How many lines of the data contain the word "background"? Give only that number.

Segment Open

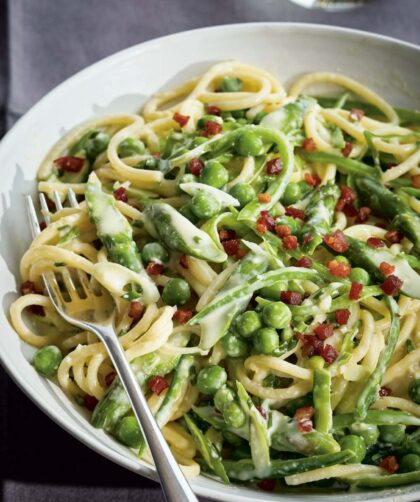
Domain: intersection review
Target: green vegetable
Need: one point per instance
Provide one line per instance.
(214, 174)
(176, 292)
(276, 315)
(128, 432)
(47, 360)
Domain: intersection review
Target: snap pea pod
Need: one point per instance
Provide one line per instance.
(113, 229)
(243, 470)
(362, 255)
(180, 381)
(371, 390)
(258, 434)
(322, 400)
(179, 234)
(115, 404)
(386, 203)
(207, 450)
(319, 216)
(376, 417)
(386, 481)
(344, 165)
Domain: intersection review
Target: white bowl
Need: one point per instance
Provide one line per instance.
(121, 83)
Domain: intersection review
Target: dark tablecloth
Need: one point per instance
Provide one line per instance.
(42, 42)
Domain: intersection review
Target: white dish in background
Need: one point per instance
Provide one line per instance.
(121, 83)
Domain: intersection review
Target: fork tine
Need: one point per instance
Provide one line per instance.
(32, 217)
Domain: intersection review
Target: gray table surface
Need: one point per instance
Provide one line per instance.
(42, 42)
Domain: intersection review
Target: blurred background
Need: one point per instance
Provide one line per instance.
(43, 42)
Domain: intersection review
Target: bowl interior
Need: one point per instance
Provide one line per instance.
(120, 84)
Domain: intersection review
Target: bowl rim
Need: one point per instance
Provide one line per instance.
(80, 434)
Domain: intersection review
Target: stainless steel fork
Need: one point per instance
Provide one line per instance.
(174, 485)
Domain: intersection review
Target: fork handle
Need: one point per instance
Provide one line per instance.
(174, 485)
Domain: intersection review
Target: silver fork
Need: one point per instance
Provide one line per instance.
(174, 485)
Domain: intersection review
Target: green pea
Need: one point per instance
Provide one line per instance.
(234, 346)
(356, 444)
(410, 462)
(230, 84)
(359, 275)
(130, 146)
(276, 315)
(414, 390)
(273, 292)
(243, 192)
(208, 118)
(248, 323)
(211, 379)
(393, 434)
(128, 432)
(205, 206)
(153, 251)
(370, 433)
(292, 194)
(248, 143)
(188, 213)
(233, 415)
(214, 174)
(47, 360)
(266, 340)
(176, 292)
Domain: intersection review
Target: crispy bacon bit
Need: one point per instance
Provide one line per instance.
(27, 288)
(342, 316)
(70, 164)
(121, 194)
(376, 243)
(363, 214)
(291, 297)
(339, 269)
(154, 268)
(309, 145)
(356, 114)
(90, 402)
(346, 151)
(303, 417)
(385, 391)
(347, 197)
(328, 353)
(355, 290)
(157, 384)
(394, 236)
(337, 241)
(195, 166)
(227, 235)
(211, 128)
(274, 166)
(415, 180)
(386, 268)
(267, 485)
(312, 179)
(283, 231)
(136, 310)
(109, 378)
(181, 119)
(290, 242)
(304, 262)
(390, 464)
(264, 197)
(295, 213)
(324, 330)
(182, 316)
(213, 110)
(391, 285)
(231, 247)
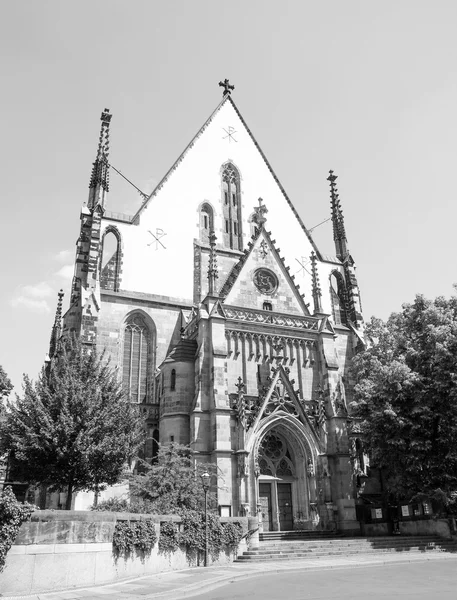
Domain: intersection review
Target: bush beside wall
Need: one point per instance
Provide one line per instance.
(68, 549)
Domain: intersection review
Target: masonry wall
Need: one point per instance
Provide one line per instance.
(69, 549)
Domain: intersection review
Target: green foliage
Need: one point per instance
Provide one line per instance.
(405, 396)
(113, 505)
(232, 534)
(74, 429)
(12, 515)
(5, 385)
(128, 536)
(220, 535)
(172, 484)
(169, 537)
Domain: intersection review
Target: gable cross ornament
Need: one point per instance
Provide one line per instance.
(260, 212)
(227, 87)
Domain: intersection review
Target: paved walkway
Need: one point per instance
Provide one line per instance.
(193, 582)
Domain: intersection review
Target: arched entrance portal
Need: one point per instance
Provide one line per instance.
(280, 491)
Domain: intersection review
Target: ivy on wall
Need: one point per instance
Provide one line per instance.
(128, 536)
(191, 535)
(12, 515)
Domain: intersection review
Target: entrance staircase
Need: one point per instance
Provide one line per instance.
(289, 545)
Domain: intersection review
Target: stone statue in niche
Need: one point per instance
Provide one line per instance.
(243, 467)
(339, 399)
(310, 468)
(265, 281)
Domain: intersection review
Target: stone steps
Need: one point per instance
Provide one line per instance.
(314, 549)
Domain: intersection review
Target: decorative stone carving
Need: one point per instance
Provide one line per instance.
(310, 467)
(258, 316)
(265, 281)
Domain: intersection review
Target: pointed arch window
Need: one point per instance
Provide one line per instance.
(275, 457)
(109, 266)
(231, 208)
(206, 222)
(339, 298)
(137, 359)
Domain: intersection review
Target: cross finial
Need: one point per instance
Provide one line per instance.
(227, 87)
(260, 212)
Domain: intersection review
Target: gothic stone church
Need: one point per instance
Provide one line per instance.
(237, 357)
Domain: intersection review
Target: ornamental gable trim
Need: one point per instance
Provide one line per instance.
(260, 280)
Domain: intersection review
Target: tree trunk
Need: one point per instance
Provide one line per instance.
(42, 496)
(69, 497)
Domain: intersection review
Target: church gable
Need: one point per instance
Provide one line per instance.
(212, 186)
(261, 280)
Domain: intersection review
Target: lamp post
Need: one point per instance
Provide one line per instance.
(206, 477)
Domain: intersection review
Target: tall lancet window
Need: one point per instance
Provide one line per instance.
(231, 208)
(109, 266)
(137, 359)
(339, 298)
(206, 222)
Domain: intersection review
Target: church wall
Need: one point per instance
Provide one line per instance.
(196, 179)
(115, 311)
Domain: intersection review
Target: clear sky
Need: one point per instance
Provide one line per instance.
(366, 88)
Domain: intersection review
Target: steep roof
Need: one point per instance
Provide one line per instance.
(262, 241)
(226, 99)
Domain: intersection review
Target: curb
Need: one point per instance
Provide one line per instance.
(205, 586)
(210, 585)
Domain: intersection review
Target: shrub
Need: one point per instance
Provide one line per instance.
(169, 537)
(12, 515)
(112, 505)
(232, 534)
(134, 535)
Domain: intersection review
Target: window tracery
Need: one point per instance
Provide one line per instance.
(206, 222)
(231, 207)
(274, 457)
(109, 265)
(136, 359)
(339, 298)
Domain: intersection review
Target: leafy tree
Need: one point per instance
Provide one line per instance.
(5, 385)
(406, 397)
(73, 429)
(12, 515)
(172, 484)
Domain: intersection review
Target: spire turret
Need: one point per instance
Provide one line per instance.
(99, 179)
(316, 286)
(57, 327)
(339, 231)
(259, 217)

Segment Closed

**Answer box**
2